Data extracted from a collection:

- - -

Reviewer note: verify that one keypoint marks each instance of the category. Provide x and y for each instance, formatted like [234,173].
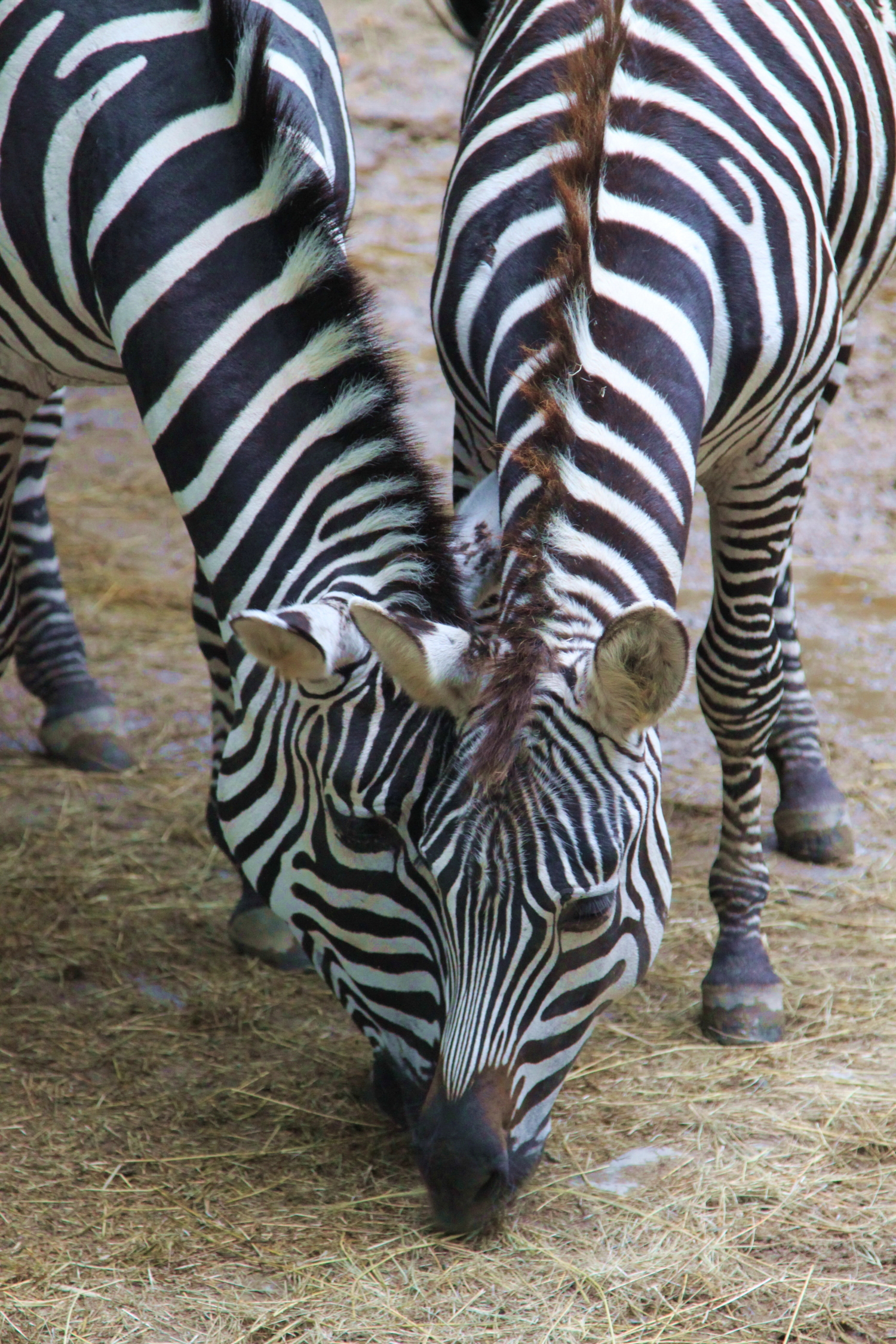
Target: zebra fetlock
[81,728]
[812,819]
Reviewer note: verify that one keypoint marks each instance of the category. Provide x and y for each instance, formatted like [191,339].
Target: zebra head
[553,870]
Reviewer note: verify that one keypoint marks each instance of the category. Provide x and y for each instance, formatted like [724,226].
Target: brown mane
[508,705]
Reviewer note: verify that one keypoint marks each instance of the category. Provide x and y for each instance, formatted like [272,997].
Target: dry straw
[186,1155]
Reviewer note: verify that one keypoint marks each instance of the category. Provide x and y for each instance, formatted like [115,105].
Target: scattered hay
[187,1156]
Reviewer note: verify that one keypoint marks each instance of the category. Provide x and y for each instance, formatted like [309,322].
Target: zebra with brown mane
[661,217]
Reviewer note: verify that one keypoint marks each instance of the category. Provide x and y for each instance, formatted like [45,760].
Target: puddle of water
[158,993]
[628,1171]
[848,593]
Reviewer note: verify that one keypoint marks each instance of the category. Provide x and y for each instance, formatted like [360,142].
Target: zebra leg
[81,726]
[812,820]
[741,686]
[23,389]
[253,928]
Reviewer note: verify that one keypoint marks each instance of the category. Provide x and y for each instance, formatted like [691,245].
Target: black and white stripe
[192,174]
[660,223]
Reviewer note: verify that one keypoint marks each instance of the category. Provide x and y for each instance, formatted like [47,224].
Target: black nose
[461,1151]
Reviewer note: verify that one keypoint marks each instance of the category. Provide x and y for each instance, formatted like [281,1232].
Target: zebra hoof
[87,741]
[261,933]
[817,835]
[743,1015]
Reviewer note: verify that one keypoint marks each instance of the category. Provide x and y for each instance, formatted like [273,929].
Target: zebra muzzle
[461,1147]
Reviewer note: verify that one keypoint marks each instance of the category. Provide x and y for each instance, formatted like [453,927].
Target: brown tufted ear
[639,670]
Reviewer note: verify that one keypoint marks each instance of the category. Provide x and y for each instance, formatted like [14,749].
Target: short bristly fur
[527,605]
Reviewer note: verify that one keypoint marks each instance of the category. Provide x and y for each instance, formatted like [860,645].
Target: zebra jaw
[429,660]
[303,643]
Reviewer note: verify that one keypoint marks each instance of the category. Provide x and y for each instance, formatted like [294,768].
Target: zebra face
[554,882]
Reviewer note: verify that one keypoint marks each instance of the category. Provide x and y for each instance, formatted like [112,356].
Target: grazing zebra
[174,187]
[661,218]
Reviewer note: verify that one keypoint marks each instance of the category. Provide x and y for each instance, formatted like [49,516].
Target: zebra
[191,170]
[661,222]
[79,728]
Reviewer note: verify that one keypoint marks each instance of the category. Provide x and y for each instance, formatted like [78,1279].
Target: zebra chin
[464,1149]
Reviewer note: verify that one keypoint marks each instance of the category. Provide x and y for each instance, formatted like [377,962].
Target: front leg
[812,820]
[741,683]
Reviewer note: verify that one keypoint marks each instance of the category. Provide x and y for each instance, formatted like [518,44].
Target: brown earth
[185,1155]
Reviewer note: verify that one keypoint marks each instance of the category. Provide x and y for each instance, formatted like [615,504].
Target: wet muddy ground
[185,1152]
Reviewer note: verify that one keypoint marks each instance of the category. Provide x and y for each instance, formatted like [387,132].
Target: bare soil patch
[185,1151]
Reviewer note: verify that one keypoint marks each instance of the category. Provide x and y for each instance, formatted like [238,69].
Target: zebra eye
[589,913]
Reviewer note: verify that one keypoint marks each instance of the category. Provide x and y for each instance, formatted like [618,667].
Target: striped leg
[812,821]
[741,685]
[22,391]
[254,929]
[81,726]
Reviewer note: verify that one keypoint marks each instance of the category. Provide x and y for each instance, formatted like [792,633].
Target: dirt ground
[185,1155]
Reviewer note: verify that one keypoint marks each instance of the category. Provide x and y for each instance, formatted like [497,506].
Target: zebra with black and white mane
[657,221]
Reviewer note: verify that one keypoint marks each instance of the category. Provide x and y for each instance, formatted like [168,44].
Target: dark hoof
[87,739]
[261,933]
[94,753]
[743,1015]
[821,835]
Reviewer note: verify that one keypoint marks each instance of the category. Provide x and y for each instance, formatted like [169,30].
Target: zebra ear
[303,643]
[476,541]
[426,659]
[639,670]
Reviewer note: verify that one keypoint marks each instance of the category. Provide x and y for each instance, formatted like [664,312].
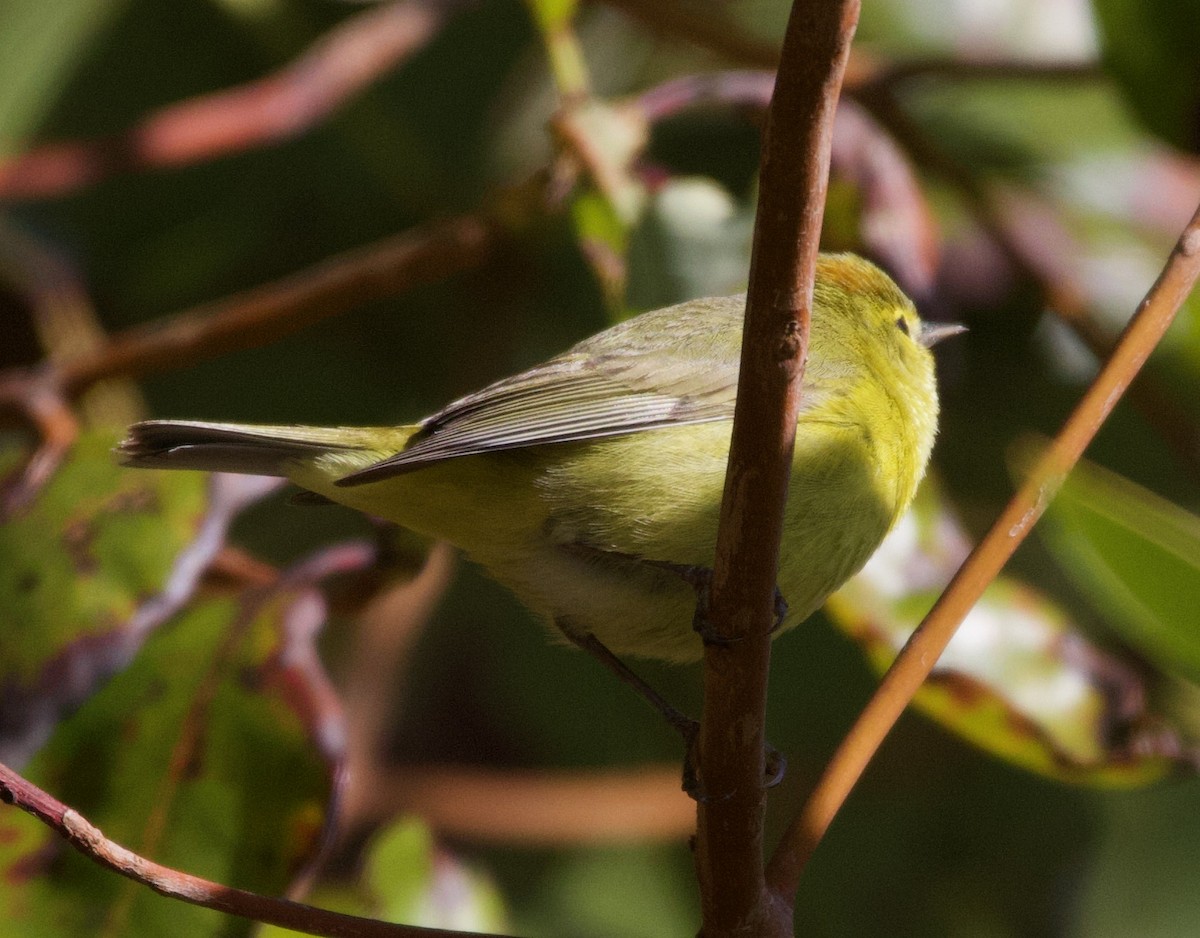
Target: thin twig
[41,403]
[1062,293]
[90,841]
[793,179]
[537,809]
[919,655]
[265,313]
[340,64]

- - -

Every record is to be reproduced exactly, with no pictures included.

Reviewer note: verify that one keypoint marks each instance of the category. Provide x and y for each instance, formatted like [234,173].
Target: zebra fetlock
[81,728]
[812,819]
Reviewer note: verify that one keypoint marks each instance of the category. Provide x and y for each instance, formatted like [191,339].
Target: zebra head
[553,870]
Reviewer note: verify that one keypoint marks each instance of the category. Provide x and y for each instance, formatted like [724,226].
Target: brown mane
[508,705]
Reviewer note: verify that one keypoint marks each instance of the category. Provide x and y for each instance, formatted like [272,997].
Target: dry straw
[186,1155]
Reviewer note: verify that one keypoint marks each instance of the category. Provide x and y for each instance, formatted like [115,105].
Target: scattered hay
[187,1156]
Reviewer note: verify that one keypoint marks each instance of the category. Provide x and y for each instance, formatted like [309,322].
Target: zebra with brown mane
[661,217]
Reviewer note: verify that one keypoint marks each instance of the category. Provide x and y for each instance, formatted like [45,760].
Target: puddle of water
[158,993]
[628,1171]
[848,593]
Reviewer note: verify that one keypoint marks each instance of the category. Provide x and y for each instance, formatted like [360,142].
Target: zebra leg
[81,726]
[812,820]
[741,686]
[23,389]
[253,928]
Reviewer note: verify that one keypoint marks each instance of the category. Provide x and y for each instance, formatted like [691,245].
Target: black and white stripe
[192,174]
[660,223]
Reviewer note: verify that one keypoint marks each instance of the category. Provide x and y for each instance, formatted like [47,224].
Target: black nose
[461,1151]
Reviewer note: verify that one keypoint marks each instance of the category. Provide x and y for each instance, formatted like [281,1232].
Target: zebra hoof
[87,741]
[261,933]
[817,835]
[743,1015]
Reviewer note: verify that one keypoint marks each instance of the category. Provide x and y for each instance, formatted like [273,929].
Target: zebra muzzle
[461,1147]
Reviewer note: verify that one keypoint marks each instance of the category. Provide x and y for each instance, formatted like [453,927].
Target: brown tufted ear
[639,670]
Reviewer note: verify that one keypoint marks each instance of the category. Provide x and y for each instance, formatted like [14,749].
Target: short bristly fur
[527,605]
Reviewer note: verify that one keypoint marks each instance of the category. Provide x and y for each instance, formatted like [860,645].
Target: zebra jaw
[429,660]
[303,643]
Reviewer note: verify that one keypoint marks each instance of the category. Provide x and y for each instance, formatted like [294,768].
Target: zebra face
[554,882]
Reviewer note: verify that one keypoint marks each instance of the category. Provide x and y for each instance, formatted like [112,356].
Target: grazing zebra
[174,187]
[661,218]
Reviewer note: verify that one keypoint marks each instance of the category. Provide x and y for each instance, formatted like [49,516].
Target: zebra
[191,170]
[661,222]
[79,728]
Reviewer note: verify that one keypoint marks each instance of the category. Provide x and y for each instance, formatted like [78,1279].
Target: zebra chin
[464,1149]
Reviewer note: verify that one keypoint marks each instance of the category. Provide x and y for each instance, formatted like [377,962].
Target: front leg
[812,820]
[741,683]
Reviewer note: verify that one keypoint marks each instance of the category. Provide x and y for each instance, formatted like [518,44].
Target: brown earth
[185,1155]
Reviewer note: verify that one keypoint marks each instance of the category. Provide x and y for each instance, formatted like [615,504].
Target: wet muddy ground
[185,1152]
Reviewer note: verify that one keypoint marks each instance of the category. Provide x and y for each instance, formatted like [387,132].
Target: bare soil patch
[185,1151]
Reviewer note: verify that one keypoint marks each instance of the category. Provide x and y for each instance, formatted like [238,69].
Target: zebra eye
[589,913]
Reviewer note: verify that one keypoint marks each instance of the category. Provide x and y for each instance, formatted like [618,667].
Target: striped leg
[812,821]
[741,685]
[22,391]
[254,929]
[81,726]
Reviewer note: verify that one keypoint marks each instance of the category. Provide x and y for each instance, formatted like [792,633].
Target: dirt ground
[185,1155]
Reviewer note: verify that one keypoint marks each instance of the category. Provide x and y for each instance, formatted like [497,506].
Target: zebra with black and white mane
[657,221]
Reviewer note: verify that one keypoint marks each instance of the category. Provide x and y for each instance, formatted like [168,44].
Target: dark hoof
[87,739]
[261,933]
[94,753]
[743,1015]
[821,835]
Reviewer note: verify that one keypoint marks each instance of the category. Provide x and y for each instance, formatted like [169,30].
Target: zebra ear
[303,643]
[476,541]
[426,659]
[639,670]
Reviewer note: verify that one keypoint marks each instance of the category. Provide x and y for each instance, formatted like [664,312].
Target: thin twig
[41,403]
[1062,293]
[90,841]
[793,179]
[537,809]
[919,655]
[265,313]
[340,64]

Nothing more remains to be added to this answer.